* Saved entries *
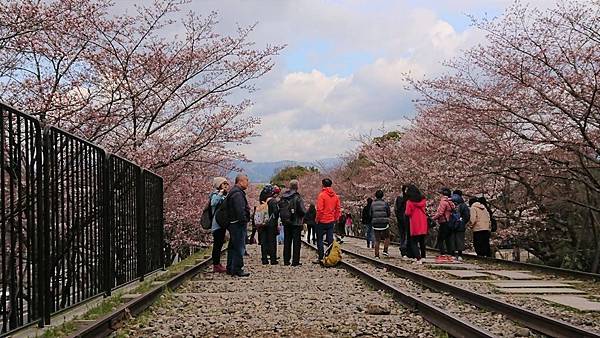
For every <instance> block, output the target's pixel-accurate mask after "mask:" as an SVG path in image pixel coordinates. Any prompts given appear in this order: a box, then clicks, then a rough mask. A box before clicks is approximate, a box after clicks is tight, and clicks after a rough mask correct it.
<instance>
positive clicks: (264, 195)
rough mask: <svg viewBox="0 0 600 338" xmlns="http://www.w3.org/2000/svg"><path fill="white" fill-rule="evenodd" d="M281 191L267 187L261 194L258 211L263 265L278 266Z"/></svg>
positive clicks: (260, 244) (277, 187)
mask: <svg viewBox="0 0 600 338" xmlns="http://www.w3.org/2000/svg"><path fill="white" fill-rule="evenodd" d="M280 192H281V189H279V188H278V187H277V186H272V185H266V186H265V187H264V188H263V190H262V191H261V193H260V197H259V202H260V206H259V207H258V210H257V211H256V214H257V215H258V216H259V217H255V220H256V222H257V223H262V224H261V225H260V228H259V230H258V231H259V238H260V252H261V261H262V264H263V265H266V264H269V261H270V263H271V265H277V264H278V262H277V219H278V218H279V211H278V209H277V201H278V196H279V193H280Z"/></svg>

==

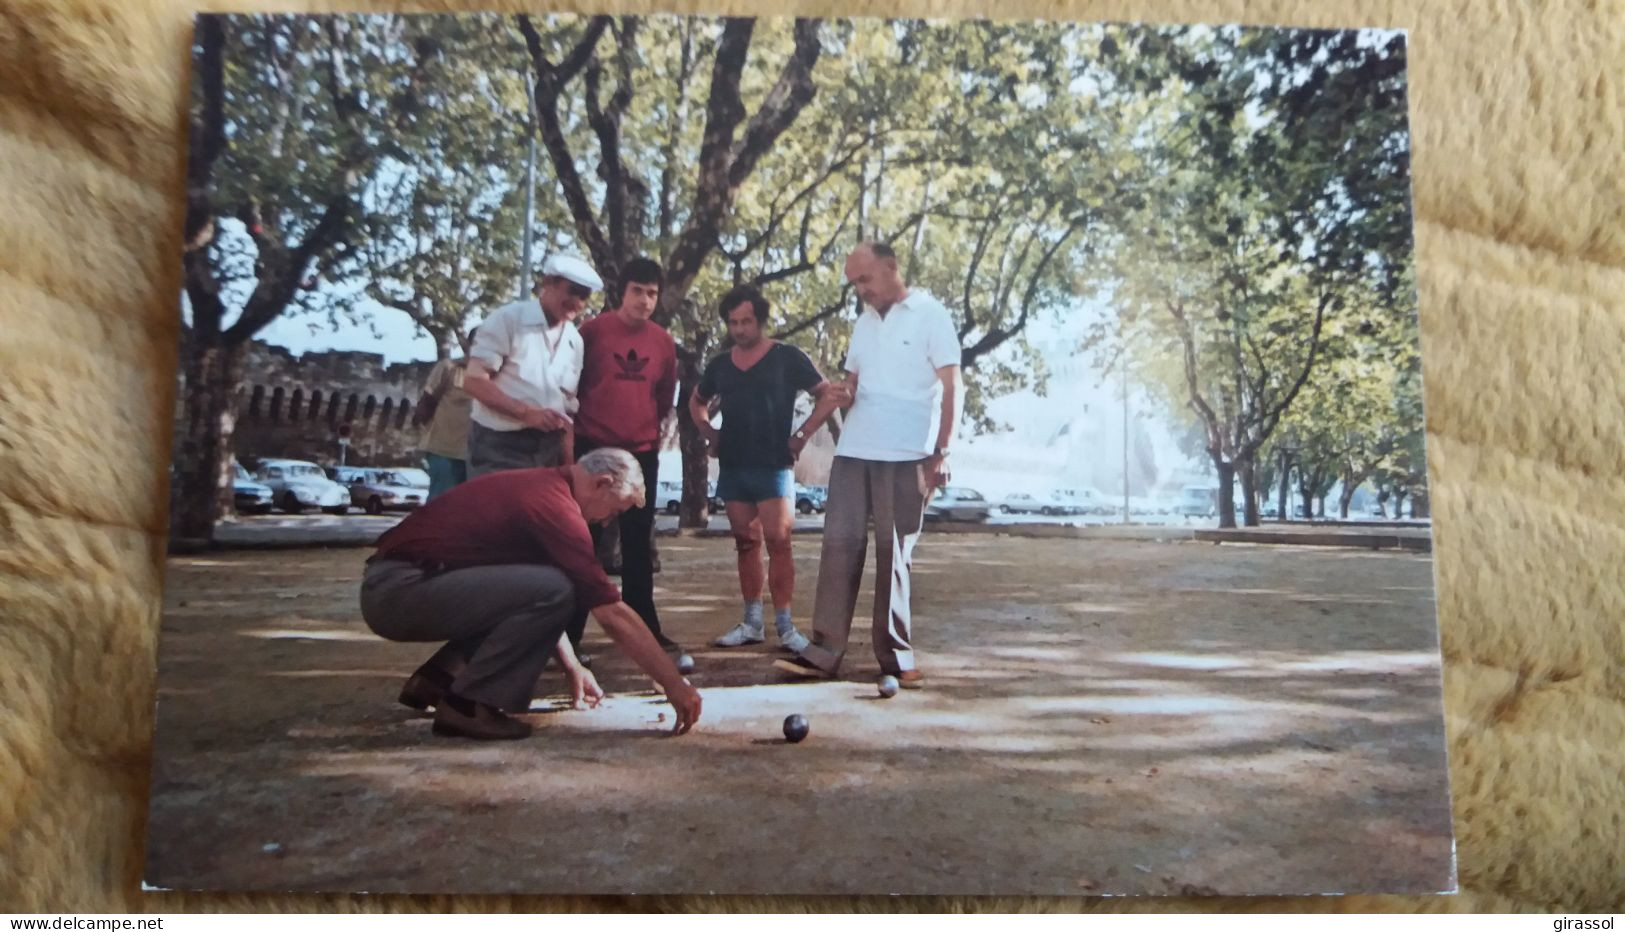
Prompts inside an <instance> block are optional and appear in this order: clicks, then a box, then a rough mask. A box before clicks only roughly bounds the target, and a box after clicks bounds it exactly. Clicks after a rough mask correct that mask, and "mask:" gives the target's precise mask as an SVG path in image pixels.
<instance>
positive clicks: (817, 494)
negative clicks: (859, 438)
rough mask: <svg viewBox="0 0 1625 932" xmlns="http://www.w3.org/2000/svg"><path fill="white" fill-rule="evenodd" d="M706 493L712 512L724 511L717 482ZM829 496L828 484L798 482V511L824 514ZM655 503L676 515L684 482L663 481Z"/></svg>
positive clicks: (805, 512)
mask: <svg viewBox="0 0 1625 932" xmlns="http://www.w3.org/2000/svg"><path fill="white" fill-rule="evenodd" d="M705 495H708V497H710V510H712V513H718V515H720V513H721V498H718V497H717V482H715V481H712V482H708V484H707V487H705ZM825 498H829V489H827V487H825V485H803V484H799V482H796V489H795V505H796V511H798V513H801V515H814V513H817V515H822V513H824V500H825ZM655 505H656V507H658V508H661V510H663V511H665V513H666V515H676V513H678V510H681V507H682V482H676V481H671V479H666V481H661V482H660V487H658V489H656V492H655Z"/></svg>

--

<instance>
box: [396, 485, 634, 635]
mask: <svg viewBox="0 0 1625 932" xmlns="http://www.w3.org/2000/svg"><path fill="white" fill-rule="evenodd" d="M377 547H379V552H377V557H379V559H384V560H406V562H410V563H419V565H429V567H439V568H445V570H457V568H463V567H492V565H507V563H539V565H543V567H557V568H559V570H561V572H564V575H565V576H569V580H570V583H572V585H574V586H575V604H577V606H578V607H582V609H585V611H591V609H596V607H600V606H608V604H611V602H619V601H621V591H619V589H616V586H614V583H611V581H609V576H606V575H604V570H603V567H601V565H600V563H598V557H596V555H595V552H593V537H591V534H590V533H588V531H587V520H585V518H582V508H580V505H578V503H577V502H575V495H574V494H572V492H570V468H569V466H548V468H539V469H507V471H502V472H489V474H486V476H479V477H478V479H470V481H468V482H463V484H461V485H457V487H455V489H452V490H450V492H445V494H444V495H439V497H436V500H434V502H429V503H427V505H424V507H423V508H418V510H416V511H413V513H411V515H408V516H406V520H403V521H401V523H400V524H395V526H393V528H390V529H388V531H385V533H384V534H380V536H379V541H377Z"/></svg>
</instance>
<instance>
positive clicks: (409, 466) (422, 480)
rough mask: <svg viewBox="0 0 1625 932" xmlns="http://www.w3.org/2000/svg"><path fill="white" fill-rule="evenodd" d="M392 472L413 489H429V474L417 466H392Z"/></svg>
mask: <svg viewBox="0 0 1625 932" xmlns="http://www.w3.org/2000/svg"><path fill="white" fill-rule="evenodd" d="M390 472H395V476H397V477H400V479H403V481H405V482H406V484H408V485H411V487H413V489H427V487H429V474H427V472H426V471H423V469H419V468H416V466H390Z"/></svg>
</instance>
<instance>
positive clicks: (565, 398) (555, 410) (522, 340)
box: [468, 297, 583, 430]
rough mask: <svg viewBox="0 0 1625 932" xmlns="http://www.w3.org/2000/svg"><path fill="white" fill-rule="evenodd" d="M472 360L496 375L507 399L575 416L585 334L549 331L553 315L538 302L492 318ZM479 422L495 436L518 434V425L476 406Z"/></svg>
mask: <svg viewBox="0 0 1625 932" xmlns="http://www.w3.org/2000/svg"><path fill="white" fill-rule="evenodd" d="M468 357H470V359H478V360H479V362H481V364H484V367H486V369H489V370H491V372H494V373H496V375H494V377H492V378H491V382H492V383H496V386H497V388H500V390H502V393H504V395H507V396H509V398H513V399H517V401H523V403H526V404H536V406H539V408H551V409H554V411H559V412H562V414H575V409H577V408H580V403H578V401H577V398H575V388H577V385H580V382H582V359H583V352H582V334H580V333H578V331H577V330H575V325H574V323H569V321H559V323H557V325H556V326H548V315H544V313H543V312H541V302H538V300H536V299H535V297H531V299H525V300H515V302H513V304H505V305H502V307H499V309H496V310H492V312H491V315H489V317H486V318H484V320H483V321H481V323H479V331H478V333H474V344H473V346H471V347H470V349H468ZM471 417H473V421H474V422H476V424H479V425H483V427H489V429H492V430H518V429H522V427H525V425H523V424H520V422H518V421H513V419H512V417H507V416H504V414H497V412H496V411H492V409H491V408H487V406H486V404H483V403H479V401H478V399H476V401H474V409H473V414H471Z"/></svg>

* WHAT YOU NEED TO DO *
Taking the lines above, repeat exactly those from the line that contains "For every <instance>" through the line that contains "191L267 187L261 194L258", and both of those lines as well. Include nothing else.

* RESULT FOR THIS TASK *
For every <instance> block, output the target's pixel-accurate mask after "mask:" as an SVG path in image pixel coordinates. Any prompts given appear in this order: a box, then clicks, then a rough mask. A box before clicks is approximate, a box after clicks is tight, and clicks after a rough mask correct it.
<instance>
positive clicks: (264, 195)
rough mask: <svg viewBox="0 0 600 338" xmlns="http://www.w3.org/2000/svg"><path fill="white" fill-rule="evenodd" d="M281 191L267 187L261 194L258 211L263 265L278 266Z"/></svg>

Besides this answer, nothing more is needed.